Saved entries:

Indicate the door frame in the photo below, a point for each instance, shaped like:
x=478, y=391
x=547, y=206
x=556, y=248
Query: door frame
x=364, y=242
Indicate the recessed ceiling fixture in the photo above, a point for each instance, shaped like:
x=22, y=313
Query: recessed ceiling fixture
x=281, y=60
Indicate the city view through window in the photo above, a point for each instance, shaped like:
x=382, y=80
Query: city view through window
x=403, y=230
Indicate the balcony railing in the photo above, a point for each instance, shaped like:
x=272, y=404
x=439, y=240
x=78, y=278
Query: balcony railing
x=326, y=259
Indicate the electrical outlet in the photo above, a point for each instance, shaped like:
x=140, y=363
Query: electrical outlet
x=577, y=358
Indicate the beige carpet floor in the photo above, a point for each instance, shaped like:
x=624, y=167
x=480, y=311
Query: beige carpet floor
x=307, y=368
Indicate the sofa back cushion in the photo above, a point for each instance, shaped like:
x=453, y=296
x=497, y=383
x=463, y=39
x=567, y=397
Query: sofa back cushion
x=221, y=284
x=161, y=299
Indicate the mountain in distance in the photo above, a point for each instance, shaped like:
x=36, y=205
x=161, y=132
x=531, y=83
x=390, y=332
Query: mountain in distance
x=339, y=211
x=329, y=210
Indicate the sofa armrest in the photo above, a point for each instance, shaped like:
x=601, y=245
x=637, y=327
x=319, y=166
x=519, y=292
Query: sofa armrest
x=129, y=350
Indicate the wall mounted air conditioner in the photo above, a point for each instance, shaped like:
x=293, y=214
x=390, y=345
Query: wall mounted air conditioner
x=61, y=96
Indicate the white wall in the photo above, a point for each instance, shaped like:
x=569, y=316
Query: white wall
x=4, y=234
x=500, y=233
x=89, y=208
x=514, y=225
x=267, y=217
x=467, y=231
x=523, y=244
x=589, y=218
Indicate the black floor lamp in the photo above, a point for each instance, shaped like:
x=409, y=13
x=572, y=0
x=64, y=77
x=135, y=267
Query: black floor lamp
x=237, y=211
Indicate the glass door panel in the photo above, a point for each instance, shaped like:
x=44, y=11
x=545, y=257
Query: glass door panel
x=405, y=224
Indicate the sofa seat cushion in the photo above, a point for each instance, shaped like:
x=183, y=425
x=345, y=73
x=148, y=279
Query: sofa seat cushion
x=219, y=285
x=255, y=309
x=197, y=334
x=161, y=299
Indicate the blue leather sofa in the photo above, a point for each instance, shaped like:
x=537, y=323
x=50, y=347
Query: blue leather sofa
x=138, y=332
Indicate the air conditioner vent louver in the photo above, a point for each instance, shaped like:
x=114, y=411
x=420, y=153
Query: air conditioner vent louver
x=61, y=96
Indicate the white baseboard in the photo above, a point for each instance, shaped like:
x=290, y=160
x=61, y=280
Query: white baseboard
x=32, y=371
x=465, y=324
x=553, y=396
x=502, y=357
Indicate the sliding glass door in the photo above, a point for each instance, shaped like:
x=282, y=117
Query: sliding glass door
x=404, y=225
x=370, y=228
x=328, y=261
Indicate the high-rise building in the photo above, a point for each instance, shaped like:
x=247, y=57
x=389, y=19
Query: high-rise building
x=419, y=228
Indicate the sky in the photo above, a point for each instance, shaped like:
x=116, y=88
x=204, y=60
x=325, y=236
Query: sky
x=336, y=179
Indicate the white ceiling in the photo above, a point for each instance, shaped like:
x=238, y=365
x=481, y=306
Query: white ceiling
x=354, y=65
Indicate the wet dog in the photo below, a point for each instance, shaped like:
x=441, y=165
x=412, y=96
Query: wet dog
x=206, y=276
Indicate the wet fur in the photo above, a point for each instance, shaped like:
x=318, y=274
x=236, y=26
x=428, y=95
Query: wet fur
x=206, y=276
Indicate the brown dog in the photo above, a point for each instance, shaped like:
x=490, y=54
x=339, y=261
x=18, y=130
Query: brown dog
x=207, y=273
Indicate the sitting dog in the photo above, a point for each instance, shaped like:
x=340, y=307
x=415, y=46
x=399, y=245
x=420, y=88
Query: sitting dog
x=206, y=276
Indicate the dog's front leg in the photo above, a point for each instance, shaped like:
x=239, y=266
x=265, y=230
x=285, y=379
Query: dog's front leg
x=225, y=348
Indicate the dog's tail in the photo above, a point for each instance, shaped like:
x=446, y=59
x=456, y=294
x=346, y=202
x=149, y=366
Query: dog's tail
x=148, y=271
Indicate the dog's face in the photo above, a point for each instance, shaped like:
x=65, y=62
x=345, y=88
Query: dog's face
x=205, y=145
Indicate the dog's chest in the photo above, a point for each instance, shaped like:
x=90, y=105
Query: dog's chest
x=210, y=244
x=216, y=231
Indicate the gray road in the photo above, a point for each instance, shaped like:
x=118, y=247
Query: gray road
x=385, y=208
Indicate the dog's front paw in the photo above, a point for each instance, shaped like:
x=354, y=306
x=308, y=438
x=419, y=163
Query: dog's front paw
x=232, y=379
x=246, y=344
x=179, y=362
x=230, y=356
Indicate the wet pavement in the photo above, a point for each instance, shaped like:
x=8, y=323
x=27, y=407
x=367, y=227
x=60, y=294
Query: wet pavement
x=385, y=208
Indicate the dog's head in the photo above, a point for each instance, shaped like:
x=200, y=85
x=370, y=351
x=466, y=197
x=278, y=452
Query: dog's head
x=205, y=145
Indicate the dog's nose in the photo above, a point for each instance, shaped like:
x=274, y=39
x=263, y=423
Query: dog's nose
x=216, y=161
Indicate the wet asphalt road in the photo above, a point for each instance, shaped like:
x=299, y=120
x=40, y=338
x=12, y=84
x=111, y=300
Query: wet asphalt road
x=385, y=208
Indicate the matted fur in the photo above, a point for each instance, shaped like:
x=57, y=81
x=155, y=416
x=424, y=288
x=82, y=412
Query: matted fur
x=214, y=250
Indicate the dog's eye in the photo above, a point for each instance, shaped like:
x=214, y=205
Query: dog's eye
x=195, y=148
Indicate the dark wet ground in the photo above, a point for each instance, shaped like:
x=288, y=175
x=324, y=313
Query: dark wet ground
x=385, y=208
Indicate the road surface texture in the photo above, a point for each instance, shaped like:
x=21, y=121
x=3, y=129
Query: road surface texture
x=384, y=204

◆ WHAT YOU ARE ASKED TO DO ◆
Of the entries listed above, reproduce only the lines starting at the line containing "Indicate the gray" and ending at the line containing "x=370, y=351". Include both, exactly as they stand.

◆ SOLVED PROBLEM ◆
Indicate the gray road in the photo above, a point for each instance, shaped like:
x=118, y=247
Query: gray road
x=385, y=208
Indicate the dog's front paw in the photo above, a point for each instance, shaped like:
x=354, y=306
x=308, y=438
x=419, y=163
Query: dog's front paw
x=232, y=379
x=246, y=344
x=179, y=362
x=230, y=356
Indicate the wet pavement in the photo above, a point for each instance, shaped like:
x=8, y=323
x=27, y=407
x=367, y=227
x=60, y=294
Query: wet pavement
x=385, y=208
Indicate the dog's head in the photo above, a point for each instance, shaped like:
x=200, y=85
x=370, y=351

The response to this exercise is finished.